:: Extrait source ::

PARIS
Portés par un marché qui a soif de renouvellement, des artistes comme André Cadere, Arthur Siegel, Henry Valensi ou Alina Szapocznikow reviennent en force sur certains stands de la foire.
Depuis quelques éditions, la Fiac affiche sa volonté de participer à la redécouverte d’artistes qui ont pu être oubliés, un temps, par l’histoire de l’art ou dont le travail artistique n’est pas connu dans sa globalité ; c’est le cas par exemple d’Hervé Bize qui, en montrant sur son stand André Cadere (1934-1978), ne fait certes pas redécouvrir un plasticien, dont « l’œuvre prospective n’a cessé de connaître une attention soutenue », dixit l’exposant, mais permet de reconsidérer toute l’étendue de sa démarche : à côté de ses œuvres très identifiables (les fameuses barres de bois rond), le galeriste nancéien montre des pièces nettement plus inattendues, papier imprimé et performance.
« L’art n’est pas qu’un marché »
Dans ce travail de mise en lumière de créateurs méconnus, voire inconnus, quelques galeristes, à l’instar de Bize mais aussi d’Hervé Loevenbruck, de Françoise Paviot et de Benoît Sapiro (Galerie Le Minotaure), mènent un travail de longue haleine, entre histoire de l’art et promotion de plasticiens, pour reconsidérer des artistes, la plupart du temps décédés, et leur offrir ainsi la place qu’ils méritent. « Ce qu’il importe de rappeler, précise Hervé Loevenbruck, c’est que l’art, et même à la Fiac, n’est pas qu’un marché. Et il faut absolument combattre l’amnésie. De temps en temps, par rapport à la “branchitude” affichée de certains qui n’ont pas forcément de culture et qui prétendent pourtant distribuer les cartes, il est bon de se tourner vers l’histoire de l’art. »

:::

Travail à faire:
- A) Traduisez en anglais cette phrase de l'extrait source : « Portés par un marché qui a soif de renouvellement, des artistes comme André Cadere, Arthur Siegel, Henry Valensi ou Alina Szapocznikow reviennent en force sur certains stands de la foire. »
- B) Répondez brièvement d'après l'extrait source :
(i) Quelles années sont indiquées entre parenthèses après le nom d'André Cadere ?
(ii) À quelle galerie le nom de Benoît Sapiro est-il associé ?
(iii) Selon Hervé Loevenbruck, que faut-il absolument combattre ?

:: Données fournies ::

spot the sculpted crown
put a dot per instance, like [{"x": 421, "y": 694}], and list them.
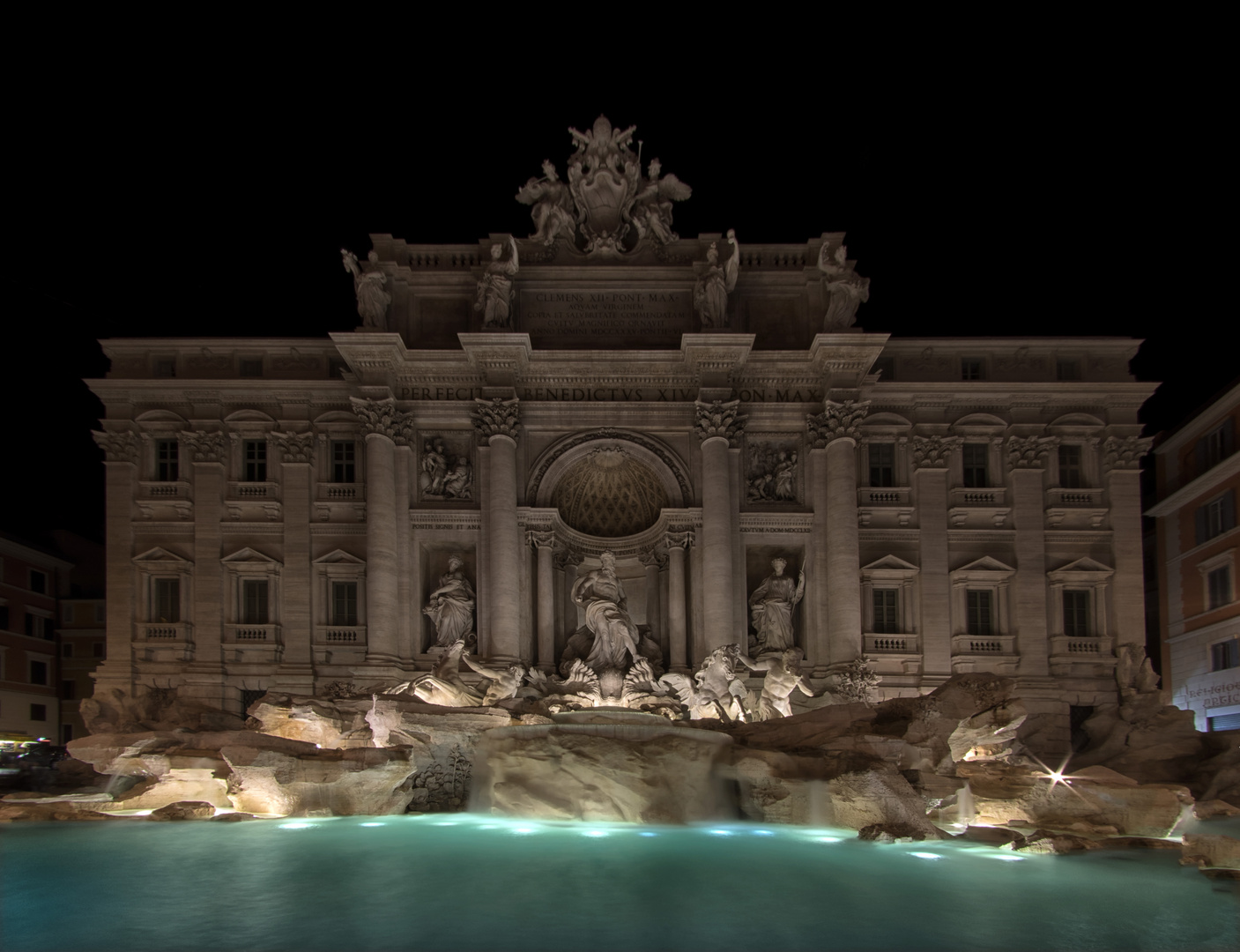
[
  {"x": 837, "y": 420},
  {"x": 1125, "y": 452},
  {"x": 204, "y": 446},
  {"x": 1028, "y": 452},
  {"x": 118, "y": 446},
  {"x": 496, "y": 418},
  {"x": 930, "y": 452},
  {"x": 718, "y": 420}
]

:::
:: Données fournies ::

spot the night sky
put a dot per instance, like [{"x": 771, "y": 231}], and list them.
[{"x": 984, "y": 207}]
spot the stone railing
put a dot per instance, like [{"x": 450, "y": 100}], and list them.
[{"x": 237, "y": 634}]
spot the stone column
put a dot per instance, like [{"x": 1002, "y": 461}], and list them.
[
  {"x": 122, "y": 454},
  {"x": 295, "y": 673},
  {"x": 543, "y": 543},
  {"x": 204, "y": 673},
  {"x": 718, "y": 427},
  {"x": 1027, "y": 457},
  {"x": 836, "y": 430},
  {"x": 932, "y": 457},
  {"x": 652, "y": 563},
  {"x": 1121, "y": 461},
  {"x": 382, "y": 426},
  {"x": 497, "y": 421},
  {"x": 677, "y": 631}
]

:::

Réponses:
- A) Driven by a market thirsty for renewal, artists such as André Cadere, Arthur Siegel, Henry Valensi, and Alina Szapocznikow are making a strong comeback on certain stands at the fair.

- B)
(i) 1934-1978
(ii) La Galerie Le Minotaure
(iii) L'amnésie